Fuente>
Otros mecanismos de protección, por el contrario, están aún muy lejos de implementarse. La protección física de los ciudadanos hasta el momento solo es efectiva en situaciones de emergencia –por ejemplo, con la información proporcionada por el satélite europeo Copernicus en caso de desastres naturales, como los recientes incendios en España– o ante la amenaza del cambio climático, pero quizás algún día quepa hablar de un ejército europeo que defienda a los europeos de otras amenazas humanas. Lejos están también aspectos muy vinculados a las políticas fiscales nacionales, como la protección de las personas mayores en un contexto de envejecimiento de la población y cambio tecnológico. Quién sabe si algún día se planteará la posibilidad de un complemento de pensiones europeo, ya sea a través de transferencias para cubrir un mínimo vital o de la creación de un Fondo Europeo de Pensiones donde recoger, de forma segura, las aportaciones complementarias de los ciudadanos europeos. Como ya dijimos en alguna ocasión, cuanto más cerca esté la UE de una política fiscal común, mayor será el sentimiento de pertenencia al proyecto europeo por parte de los ciudadanos.

Datos proporcionados>
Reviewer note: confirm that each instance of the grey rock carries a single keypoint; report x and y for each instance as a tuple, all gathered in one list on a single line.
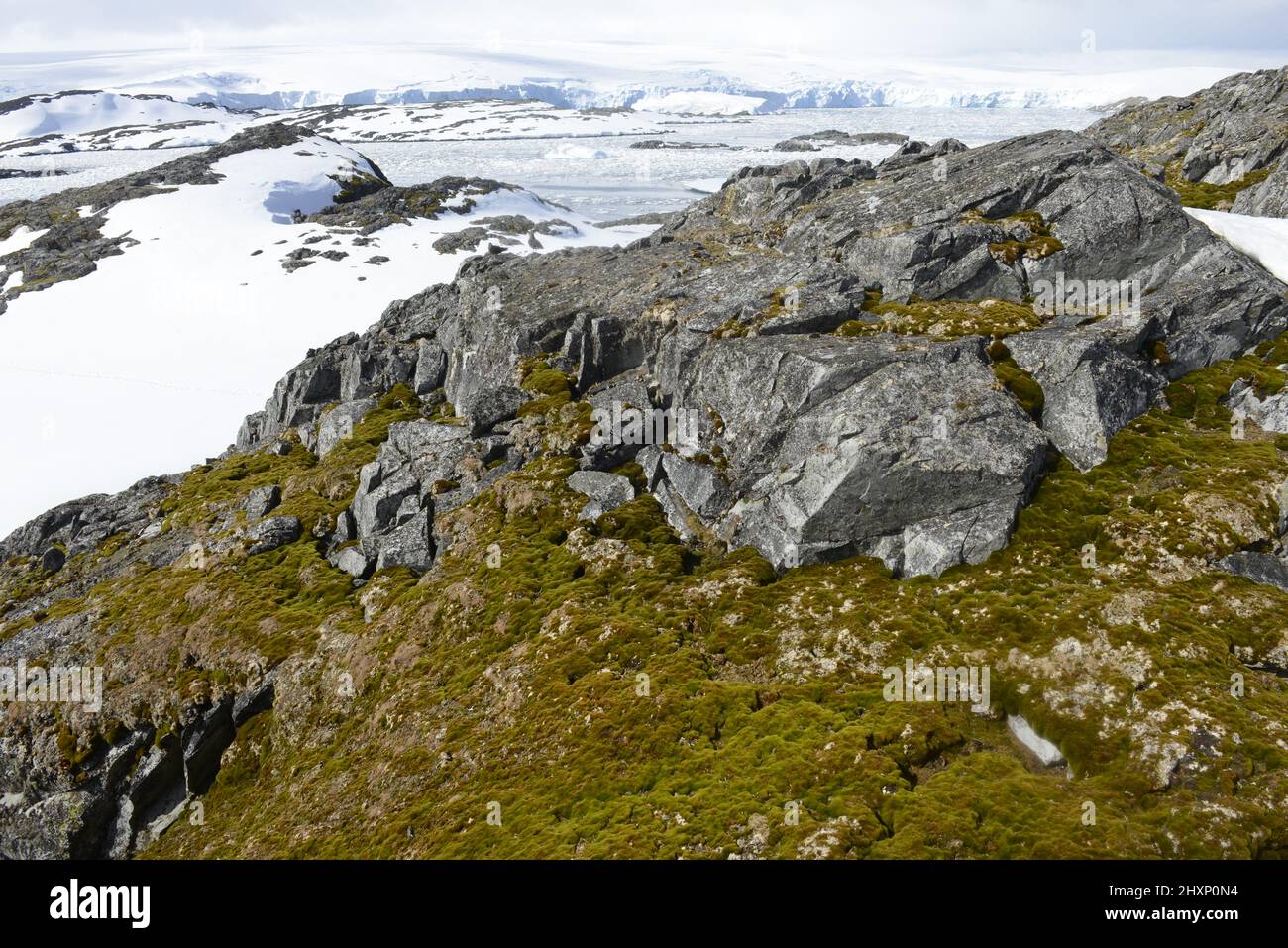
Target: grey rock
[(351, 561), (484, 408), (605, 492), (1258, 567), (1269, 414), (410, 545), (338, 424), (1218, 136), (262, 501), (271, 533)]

Objetivo>
Responde estas preguntas según el texto sobre la protección de los ciudadanos europeos:
(a) ¿Qué satélite europeo se da como ejemplo de información en caso de desastres naturales?
(b) ¿De qué dos maneras podría hacerse un complemento de pensiones europeo?
(c) ¿Qué pasará con el sentimiento de pertenencia de los ciudadanos cuanto más cerca esté la UE de una política fiscal común?

Respuesta>
(a) El satélite Copernicus.
(b) Con transferencias para cubrir un mínimo vital, o con la creación de un Fondo Europeo de Pensiones que recoja de forma segura las aportaciones complementarias de los ciudadanos europeos.
(c) Será mayor.